**Exercise goal:** Quote exactly, and only, the lines from the one with "Objective — one marker per instance of the buddha's feet" through the end of the listing.

********************

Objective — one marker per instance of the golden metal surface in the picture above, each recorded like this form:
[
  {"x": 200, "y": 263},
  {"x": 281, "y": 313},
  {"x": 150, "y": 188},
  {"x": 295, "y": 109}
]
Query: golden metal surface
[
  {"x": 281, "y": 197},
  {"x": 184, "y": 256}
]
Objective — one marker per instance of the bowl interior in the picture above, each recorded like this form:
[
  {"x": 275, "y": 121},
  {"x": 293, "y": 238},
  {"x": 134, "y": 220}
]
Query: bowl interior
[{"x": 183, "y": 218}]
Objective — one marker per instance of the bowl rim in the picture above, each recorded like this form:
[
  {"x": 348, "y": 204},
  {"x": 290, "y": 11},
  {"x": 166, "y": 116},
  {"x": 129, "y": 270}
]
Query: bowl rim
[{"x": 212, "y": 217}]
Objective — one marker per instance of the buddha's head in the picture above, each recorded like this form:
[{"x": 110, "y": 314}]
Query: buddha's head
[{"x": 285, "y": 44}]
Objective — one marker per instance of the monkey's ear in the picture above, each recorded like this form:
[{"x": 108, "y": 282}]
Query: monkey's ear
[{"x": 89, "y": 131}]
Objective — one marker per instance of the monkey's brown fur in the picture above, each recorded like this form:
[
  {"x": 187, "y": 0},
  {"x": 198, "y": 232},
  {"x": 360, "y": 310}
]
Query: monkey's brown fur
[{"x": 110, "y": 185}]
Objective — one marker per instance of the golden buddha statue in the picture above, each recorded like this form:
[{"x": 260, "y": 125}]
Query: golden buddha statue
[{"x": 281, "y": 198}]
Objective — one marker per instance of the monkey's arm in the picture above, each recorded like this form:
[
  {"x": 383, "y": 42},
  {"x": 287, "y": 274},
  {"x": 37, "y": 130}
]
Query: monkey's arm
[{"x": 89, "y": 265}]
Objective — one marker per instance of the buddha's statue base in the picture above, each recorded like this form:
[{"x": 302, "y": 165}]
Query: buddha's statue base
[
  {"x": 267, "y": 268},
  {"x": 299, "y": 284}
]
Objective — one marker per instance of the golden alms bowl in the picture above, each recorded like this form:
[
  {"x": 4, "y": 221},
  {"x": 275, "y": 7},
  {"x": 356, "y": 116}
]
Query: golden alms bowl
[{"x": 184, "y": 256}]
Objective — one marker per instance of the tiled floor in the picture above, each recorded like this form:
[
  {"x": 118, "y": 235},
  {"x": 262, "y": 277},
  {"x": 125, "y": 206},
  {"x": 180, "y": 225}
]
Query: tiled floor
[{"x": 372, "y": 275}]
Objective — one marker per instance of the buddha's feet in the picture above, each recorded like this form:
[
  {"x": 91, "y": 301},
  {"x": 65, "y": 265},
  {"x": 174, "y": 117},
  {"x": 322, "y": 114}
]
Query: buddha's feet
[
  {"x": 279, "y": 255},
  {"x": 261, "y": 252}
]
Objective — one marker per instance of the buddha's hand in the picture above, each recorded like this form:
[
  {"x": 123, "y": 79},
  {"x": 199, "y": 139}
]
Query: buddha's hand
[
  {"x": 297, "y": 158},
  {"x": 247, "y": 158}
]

********************

**Correct output:**
Objective — one marker per instance of the buddha's feet in the picture above, each recorded like this form:
[
  {"x": 91, "y": 301},
  {"x": 65, "y": 265},
  {"x": 174, "y": 117},
  {"x": 322, "y": 114}
]
Query: buddha's feet
[
  {"x": 279, "y": 255},
  {"x": 261, "y": 252}
]
Objective — one marker per instance of the buddha's hand in the picture above, each recorded like this form:
[
  {"x": 123, "y": 79},
  {"x": 199, "y": 139}
]
Query: buddha's hand
[
  {"x": 297, "y": 158},
  {"x": 247, "y": 158}
]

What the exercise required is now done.